Output every record below verbatim, keeping each line unchanged.

» **Recorded data**
********

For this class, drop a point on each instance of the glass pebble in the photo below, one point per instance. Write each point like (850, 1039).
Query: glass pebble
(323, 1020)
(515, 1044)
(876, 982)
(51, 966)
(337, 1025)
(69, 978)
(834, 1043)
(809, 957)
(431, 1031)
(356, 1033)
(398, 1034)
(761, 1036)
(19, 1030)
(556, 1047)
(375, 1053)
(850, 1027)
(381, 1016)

********

» **Task output**
For this class, drop a point on each instance of the glass pebble in the photo below, one point per instance. Write each point like (850, 1039).
Query: glass pebble
(323, 1020)
(515, 1044)
(876, 982)
(51, 966)
(337, 1025)
(69, 978)
(834, 1043)
(809, 957)
(431, 1031)
(356, 1033)
(398, 1034)
(761, 1036)
(19, 1030)
(556, 1047)
(375, 1053)
(850, 1027)
(381, 1016)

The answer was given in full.